(Segmentation annotation records)
--- start ---
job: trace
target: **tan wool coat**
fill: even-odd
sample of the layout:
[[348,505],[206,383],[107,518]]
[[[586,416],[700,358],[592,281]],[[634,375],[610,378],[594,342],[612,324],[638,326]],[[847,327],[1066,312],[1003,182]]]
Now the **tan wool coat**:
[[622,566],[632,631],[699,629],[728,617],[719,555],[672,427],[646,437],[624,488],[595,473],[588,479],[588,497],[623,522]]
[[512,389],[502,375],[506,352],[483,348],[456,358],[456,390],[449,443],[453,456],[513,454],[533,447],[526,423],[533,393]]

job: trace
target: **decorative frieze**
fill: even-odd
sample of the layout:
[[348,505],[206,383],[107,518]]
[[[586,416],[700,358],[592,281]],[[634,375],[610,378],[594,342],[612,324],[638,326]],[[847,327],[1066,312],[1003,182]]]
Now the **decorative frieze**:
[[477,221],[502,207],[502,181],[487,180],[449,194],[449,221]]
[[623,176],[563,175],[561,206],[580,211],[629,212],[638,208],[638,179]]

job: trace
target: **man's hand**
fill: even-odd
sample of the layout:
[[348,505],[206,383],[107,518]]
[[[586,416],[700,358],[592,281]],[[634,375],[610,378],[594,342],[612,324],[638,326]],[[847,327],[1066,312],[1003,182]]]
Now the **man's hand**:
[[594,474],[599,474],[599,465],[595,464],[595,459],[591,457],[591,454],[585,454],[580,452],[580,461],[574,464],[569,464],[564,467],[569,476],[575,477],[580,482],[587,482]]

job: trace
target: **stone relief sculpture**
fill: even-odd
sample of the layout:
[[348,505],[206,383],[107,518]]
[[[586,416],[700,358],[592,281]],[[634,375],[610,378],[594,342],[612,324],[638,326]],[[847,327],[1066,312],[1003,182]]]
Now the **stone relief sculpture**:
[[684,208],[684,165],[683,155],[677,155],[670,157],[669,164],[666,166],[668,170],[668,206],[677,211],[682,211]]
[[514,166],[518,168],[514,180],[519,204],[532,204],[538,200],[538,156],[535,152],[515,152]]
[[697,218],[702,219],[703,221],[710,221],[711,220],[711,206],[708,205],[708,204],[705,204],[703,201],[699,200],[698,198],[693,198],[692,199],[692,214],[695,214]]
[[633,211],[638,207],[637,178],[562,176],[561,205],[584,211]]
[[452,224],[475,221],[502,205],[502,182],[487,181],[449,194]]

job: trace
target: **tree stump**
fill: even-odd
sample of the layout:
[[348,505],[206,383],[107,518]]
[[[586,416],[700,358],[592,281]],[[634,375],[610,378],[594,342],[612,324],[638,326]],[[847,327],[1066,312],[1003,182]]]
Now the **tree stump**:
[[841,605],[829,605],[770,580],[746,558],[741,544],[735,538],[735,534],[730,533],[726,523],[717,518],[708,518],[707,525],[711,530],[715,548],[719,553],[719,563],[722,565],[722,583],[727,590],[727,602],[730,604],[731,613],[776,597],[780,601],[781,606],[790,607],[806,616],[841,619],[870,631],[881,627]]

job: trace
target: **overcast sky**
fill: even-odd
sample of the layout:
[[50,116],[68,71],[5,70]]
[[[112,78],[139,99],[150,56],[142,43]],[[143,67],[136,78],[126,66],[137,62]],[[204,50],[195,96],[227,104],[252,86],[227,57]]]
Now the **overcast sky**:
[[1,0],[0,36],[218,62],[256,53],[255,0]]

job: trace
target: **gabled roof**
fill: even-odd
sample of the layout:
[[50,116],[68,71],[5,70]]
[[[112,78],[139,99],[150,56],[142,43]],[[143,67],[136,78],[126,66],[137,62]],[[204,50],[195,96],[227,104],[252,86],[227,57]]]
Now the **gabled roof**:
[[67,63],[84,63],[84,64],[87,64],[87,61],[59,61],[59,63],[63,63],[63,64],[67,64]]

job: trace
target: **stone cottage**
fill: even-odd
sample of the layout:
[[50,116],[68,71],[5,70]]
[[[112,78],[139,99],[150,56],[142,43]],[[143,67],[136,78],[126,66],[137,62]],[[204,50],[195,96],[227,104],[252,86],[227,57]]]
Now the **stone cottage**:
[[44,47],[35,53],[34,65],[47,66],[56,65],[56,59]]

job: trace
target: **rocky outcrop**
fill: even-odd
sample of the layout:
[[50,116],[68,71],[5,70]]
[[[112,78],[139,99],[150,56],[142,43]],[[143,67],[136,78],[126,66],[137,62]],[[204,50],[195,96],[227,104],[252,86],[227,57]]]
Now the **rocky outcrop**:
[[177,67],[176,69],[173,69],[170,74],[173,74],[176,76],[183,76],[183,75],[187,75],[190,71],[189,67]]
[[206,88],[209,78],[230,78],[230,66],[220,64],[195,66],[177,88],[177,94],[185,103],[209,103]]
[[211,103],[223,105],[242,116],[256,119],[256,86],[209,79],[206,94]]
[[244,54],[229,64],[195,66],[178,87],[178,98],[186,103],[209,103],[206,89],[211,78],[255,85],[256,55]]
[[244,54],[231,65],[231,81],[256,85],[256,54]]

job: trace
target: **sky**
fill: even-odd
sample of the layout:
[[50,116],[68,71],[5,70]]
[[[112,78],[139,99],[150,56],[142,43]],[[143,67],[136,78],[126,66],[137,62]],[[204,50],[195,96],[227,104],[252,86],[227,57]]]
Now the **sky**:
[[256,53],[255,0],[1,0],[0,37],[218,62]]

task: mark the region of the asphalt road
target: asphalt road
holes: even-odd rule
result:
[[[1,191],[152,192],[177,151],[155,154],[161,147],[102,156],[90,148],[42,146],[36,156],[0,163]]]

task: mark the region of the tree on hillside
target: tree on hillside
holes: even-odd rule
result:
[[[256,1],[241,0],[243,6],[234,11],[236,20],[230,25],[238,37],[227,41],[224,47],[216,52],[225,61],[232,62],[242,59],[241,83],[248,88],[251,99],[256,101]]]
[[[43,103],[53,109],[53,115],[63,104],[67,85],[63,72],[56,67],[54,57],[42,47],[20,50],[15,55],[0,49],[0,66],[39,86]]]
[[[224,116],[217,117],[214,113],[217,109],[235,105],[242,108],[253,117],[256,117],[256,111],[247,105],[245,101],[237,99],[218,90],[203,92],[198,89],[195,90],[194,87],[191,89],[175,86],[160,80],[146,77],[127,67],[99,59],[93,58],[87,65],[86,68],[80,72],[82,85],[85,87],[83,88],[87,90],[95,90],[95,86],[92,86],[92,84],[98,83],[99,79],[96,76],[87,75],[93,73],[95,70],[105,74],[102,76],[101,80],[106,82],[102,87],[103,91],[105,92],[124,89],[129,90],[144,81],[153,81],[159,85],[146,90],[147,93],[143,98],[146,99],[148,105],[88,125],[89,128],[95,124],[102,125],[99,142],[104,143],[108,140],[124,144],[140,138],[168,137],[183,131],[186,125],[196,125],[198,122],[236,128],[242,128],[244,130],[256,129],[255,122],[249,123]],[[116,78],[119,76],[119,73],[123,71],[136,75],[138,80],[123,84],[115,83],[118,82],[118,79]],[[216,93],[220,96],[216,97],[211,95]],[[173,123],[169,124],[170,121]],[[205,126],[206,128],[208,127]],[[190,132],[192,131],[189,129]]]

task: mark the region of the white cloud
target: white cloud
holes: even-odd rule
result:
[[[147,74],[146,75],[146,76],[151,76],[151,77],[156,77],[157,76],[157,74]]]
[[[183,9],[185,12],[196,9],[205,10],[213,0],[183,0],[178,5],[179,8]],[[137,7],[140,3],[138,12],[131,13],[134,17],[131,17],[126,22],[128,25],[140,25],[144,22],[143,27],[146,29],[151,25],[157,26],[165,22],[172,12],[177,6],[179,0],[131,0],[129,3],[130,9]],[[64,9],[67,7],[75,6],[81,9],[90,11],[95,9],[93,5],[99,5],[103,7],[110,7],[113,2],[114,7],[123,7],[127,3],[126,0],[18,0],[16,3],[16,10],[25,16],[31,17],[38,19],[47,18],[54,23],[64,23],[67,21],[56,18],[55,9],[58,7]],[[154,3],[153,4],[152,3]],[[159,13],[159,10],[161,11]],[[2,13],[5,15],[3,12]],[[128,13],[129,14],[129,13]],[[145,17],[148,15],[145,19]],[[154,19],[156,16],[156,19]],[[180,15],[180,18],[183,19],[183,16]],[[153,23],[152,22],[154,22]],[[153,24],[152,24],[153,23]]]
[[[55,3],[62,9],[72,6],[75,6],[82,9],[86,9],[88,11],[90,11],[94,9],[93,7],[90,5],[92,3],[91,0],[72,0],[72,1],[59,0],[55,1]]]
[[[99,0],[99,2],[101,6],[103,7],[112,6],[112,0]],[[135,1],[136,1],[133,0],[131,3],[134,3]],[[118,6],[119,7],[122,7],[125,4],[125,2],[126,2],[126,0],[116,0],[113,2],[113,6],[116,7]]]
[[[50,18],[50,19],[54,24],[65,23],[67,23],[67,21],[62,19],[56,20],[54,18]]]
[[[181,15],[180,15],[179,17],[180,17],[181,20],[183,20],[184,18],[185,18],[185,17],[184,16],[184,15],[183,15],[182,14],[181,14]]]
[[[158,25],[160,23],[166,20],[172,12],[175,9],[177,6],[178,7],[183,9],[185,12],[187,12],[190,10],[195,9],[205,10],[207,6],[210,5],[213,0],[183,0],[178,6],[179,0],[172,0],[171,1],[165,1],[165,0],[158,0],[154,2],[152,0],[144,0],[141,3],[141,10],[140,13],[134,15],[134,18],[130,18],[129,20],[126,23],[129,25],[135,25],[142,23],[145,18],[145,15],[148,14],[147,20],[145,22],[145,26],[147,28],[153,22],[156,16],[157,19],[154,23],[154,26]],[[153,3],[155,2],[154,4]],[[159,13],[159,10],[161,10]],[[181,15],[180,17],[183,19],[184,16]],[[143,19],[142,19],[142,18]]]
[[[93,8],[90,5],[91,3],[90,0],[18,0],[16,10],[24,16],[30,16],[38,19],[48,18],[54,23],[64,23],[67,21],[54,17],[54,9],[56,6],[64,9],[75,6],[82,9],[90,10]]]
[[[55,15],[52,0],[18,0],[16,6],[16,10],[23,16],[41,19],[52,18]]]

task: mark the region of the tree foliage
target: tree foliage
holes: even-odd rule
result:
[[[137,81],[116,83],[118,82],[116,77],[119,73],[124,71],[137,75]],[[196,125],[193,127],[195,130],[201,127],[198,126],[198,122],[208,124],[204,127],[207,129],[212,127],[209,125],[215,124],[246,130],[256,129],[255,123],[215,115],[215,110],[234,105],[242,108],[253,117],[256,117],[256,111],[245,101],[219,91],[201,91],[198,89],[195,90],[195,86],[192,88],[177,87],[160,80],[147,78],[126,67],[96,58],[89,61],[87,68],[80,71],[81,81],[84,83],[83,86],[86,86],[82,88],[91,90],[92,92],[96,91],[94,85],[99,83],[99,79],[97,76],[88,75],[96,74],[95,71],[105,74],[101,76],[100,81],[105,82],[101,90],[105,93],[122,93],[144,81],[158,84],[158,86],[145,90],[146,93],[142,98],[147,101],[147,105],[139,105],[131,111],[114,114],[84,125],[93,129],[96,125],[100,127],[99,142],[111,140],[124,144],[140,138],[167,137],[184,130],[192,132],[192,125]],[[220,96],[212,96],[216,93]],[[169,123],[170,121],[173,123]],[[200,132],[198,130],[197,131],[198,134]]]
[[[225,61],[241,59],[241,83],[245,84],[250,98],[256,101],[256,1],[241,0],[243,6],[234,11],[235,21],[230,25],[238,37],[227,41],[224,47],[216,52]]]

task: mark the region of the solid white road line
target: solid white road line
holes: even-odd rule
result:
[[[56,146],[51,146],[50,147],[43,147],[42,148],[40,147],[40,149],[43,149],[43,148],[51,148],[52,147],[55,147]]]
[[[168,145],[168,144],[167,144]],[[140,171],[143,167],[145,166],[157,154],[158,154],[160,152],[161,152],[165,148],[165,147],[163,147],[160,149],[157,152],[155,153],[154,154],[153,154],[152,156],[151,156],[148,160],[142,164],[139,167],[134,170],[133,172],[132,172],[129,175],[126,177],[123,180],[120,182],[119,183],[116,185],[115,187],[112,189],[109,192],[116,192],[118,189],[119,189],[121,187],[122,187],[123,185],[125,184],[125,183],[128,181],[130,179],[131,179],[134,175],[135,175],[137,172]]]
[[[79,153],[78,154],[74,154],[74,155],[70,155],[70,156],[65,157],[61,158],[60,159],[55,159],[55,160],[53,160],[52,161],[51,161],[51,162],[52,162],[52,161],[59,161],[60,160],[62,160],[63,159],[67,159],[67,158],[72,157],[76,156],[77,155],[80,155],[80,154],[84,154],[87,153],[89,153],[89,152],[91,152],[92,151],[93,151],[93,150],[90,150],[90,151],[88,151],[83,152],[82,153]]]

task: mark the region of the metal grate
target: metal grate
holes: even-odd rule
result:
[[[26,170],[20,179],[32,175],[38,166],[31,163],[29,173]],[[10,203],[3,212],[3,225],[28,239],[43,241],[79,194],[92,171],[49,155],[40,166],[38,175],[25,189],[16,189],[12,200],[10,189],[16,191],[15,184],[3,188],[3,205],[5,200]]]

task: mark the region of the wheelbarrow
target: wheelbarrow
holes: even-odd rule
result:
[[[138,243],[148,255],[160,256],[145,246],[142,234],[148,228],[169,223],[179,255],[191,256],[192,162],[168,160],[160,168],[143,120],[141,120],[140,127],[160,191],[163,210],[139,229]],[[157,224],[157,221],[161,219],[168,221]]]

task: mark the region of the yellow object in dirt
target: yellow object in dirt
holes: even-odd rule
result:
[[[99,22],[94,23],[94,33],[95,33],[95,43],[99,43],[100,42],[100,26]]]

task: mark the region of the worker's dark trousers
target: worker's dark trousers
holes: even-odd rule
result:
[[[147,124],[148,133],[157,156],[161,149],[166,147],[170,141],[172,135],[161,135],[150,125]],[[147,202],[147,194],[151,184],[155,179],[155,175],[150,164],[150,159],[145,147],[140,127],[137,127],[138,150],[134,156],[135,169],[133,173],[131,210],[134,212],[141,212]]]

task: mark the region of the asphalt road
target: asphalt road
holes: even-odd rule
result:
--- end ---
## YOUR GOAL
Your output consists solely of the lines from the one with "task: mark the region of the metal grate" through the last line, copied exactly.

## CORRECT RESPONSE
task: mark the region of the metal grate
target: metal grate
holes: even-odd rule
result:
[[[26,170],[20,179],[32,175],[38,166],[31,163],[29,173]],[[10,203],[3,212],[3,225],[28,239],[43,241],[79,194],[92,171],[49,155],[40,166],[38,175],[25,189],[16,189],[12,200],[10,189],[16,191],[15,184],[3,188],[3,205],[5,200]]]

task: mark the region of the wheelbarrow
target: wheelbarrow
holes: even-odd rule
result:
[[[138,243],[148,255],[160,256],[145,246],[142,234],[148,228],[169,223],[179,255],[191,256],[192,162],[168,160],[160,168],[143,120],[141,120],[140,127],[160,191],[163,210],[139,229]],[[157,224],[157,221],[161,219],[168,221]]]

task: mark the region of the yellow object in dirt
target: yellow object in dirt
holes: even-odd rule
result:
[[[99,22],[94,23],[94,33],[95,33],[95,43],[99,43],[100,42],[100,26]]]

task: mark the region of the worker's dark trousers
target: worker's dark trousers
holes: even-odd rule
result:
[[[147,124],[148,133],[157,156],[161,149],[166,147],[170,141],[172,135],[161,135],[150,125]],[[147,202],[147,194],[151,184],[155,179],[155,175],[150,164],[150,159],[145,147],[140,127],[137,127],[138,150],[134,156],[135,169],[133,173],[131,210],[134,212],[141,212]]]

task: mark the region of the asphalt road
target: asphalt road
holes: even-odd rule
result:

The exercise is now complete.